[REQUIRED TASK]: Go on with the article about the Atacama Cosmology Telescope's images of the early universe, starting after its final sentence.
::: DOCUMENT EXTRACT
Sure, they're not your typical baby pictures. But a global team of researchers says new images published this week show some of the clearest visualizations yet of the universe in its infancy.
If our roughly 13-billion-year-old cosmos could be considered middle-aged, the researchers note, these new images captured around its 380,000th birthday represent a snapshot of the universe as a newborn.
The images were created using data from the Atacama Cosmology Telescope (ACT), which is located in a remote part of the Chilean Andes and has since been decommissioned. It was the last major data release to come from the project.
ACT had a much higher resolution than the European Space Agency's Planck space telescope, so strong that it allowed researchers to see the faint polarization of light and create increasingly detailed and far-reaching maps of the universe.
"That means that we can say things about the entire universe at once, such as how much mass it has in it, how much hydrogen there is in the entire universe and how much helium there is in the entire universe," said Suzanne Staggs, director of the ACT.

Some time after the universe burst into existence, according to the Big Bang theory, it became filled with microwave radiation that pervades the cosmos to this day, a phenomenon known as the cosmic microwave background.
That's what these new maps show — and they're clearer than ever before, the researchers say. For example, they're able to see not just how much helium and hydrogen were present billions of years ago, but how the gases were moving, offering hints about what was to come in the universe's development.
::::::
::: GIVEN ENTRIES
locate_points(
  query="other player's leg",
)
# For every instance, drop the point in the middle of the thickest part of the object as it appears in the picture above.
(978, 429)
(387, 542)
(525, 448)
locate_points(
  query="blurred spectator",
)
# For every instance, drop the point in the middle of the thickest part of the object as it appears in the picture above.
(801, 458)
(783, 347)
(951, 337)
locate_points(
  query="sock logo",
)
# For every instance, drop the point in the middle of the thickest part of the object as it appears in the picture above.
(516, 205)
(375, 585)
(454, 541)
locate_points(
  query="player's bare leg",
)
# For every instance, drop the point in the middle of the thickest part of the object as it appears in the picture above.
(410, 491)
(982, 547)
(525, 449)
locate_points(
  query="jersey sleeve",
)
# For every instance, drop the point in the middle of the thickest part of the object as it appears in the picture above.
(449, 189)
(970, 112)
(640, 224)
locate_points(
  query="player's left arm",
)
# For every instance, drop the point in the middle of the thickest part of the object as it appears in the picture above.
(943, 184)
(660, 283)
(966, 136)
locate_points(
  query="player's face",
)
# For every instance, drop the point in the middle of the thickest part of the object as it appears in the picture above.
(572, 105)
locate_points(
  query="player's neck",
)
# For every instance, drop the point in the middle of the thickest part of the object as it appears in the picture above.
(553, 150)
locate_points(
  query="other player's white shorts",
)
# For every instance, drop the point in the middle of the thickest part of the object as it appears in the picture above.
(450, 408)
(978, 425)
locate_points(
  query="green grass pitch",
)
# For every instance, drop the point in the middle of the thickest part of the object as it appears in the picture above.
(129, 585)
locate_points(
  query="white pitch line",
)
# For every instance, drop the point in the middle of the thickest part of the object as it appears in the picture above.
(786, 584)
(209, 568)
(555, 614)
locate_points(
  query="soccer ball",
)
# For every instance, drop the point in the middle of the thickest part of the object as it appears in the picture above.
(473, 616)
::::::
[REPLY TO THE TASK]:
That allows Staggs, who is also a Princeton University professor, and others to test existing mathematical models of the universe. "When we have better and better maps, we can do a better and better job at figuring out that model and figuring out whether it's correct," she said.

So far, what we think we know about the universe is checking out. And not only that — the researchers say the new images have helped them measure more precisely the age of the universe (13.8 billion years) and how quickly it's expanding (67-68 kilometers per second per megaparsec).
"We took this entirely new measurement of the sky, giving us an independent check of the cosmological model, and our results show that it holds up," Adriaan Duivenvoorden, a lead author of the research with the Max Planck Institute for Astrophysics, said in a statement.
Some of the researchers were scheduled to present their findings Wednesday at a conference held by the American Physical Society in Anaheim.